_What is needed_
Please set down, word for word, the passage of the OSHA H1N1 enforcement article below starting with "- Healthcare workers present" and going on through "respirators are required.".

_Text block_
|---|
A little more than a month after the CDC told healthcare facilities  how to protect staff members from swine flu, OSHA has posted instructions  on how to inspect and enforce for H1N1 influenza hazards.
The good news is that OSHA enforcement closely follows the CDC recommendations and shouldn’t present any surprises, especially if you have been following the issue of worker protection for H1N1. 
“OSHA has a responsibility to ensure that the more than nine million frontline health care workers in the United States are protected to the extent possible against exposure to the virus,” said acting Assistant Secretary of Labor for OSHA Jordan Barab in a November 20 news release.  “OSHA will ensure health care employers use proper controls to protect all workers, particularly those who are at high or very high risk of exposure,” Barab added.
The enforcement directive identifies very high and high exposures as:
Very High Exposure Risk. A job task or activity involving a medical or laboratory procedure during which there is a potential of occupational exposure to high concentrations of suspected or confirmed 2009 H1N1 influenza virus.
- Healthcare workers (for example, doctors, respiratory therapists, nurses, emergency responders, or dentists) performing aerosol-generating procedures on suspected or confirmed patients (such as, sputum inductions, endotracheal intubations and extubations, bronchoscopies, some dental procedures or invasive specimen collection).
- Healthcare workers present during performance of aerosol-generating procedures during autopsies (such as, medical examiners).
High Exposure Risk. A job task or activity involving a high potential for exposure to suspected or confirmed 2009 H1N1 influenza virus.
- Healthcare workers who are in close contact [working within 6 feet of suspected or confirmed patients or entering into a small enclosed airspace shared with the patient (e.g., size of an average patient room)].
- Staff transporting suspected or confirmed 2009 H1N1 patients in enclosed vehicles (such as emergency responders).
These are the type of situations where OSHA will seek confirmation that the healthcare facility has implemented a hierarchy of engineering, administrative, work practice controls, and followed the Respiratory Protection standard  for worker training and fit testing where respirators are required.
The new document also instructs OSHA inspectors to evaluate whether employers are ensuring that workers are following the current CDC guideline, which calls for respiratory protection that is at least as protective as a fit-tested disposable N95 filtering facepiece respirators for very high and high exposure procedures or situations.
OSHA says that “inspections will be conducted in response to worker complaints, referrals (including media referrals) or as part of fatality and/or catastrophe investigations.” The agency expects that most of the inspections will involve hospitals, emergency medical centers, doctors’ and dental offices and clinics.
As expected, OSHA inspectors will make allowances in the current pandemic for respirator shortage and provides details under which those conditions will apply. More on that in a later post.
|---|
_Material supplied_
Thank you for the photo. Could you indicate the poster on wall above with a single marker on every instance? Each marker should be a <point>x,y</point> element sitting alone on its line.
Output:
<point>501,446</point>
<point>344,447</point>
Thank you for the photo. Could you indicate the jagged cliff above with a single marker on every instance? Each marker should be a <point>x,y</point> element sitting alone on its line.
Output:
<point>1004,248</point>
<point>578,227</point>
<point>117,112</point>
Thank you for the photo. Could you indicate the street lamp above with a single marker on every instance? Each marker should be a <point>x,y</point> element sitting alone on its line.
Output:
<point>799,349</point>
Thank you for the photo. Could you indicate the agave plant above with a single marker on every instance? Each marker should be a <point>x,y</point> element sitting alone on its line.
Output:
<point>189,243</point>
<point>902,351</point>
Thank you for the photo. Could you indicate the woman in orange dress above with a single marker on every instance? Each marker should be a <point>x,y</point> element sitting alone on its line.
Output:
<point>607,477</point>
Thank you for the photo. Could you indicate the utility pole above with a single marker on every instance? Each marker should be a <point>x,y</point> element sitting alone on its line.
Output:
|---|
_Final answer_
- Healthcare workers present during performance of aerosol-generating procedures during autopsies (such as, medical examiners).
High Exposure Risk. A job task or activity involving a high potential for exposure to suspected or confirmed 2009 H1N1 influenza virus.
- Healthcare workers who are in close contact [working within 6 feet of suspected or confirmed patients or entering into a small enclosed airspace shared with the patient (e.g., size of an average patient room)].
- Staff transporting suspected or confirmed 2009 H1N1 patients in enclosed vehicles (such as emergency responders).
These are the type of situations where OSHA will seek confirmation that the healthcare facility has implemented a hierarchy of engineering, administrative, work practice controls, and followed the Respiratory Protection standard  for worker training and fit testing where respirators are required.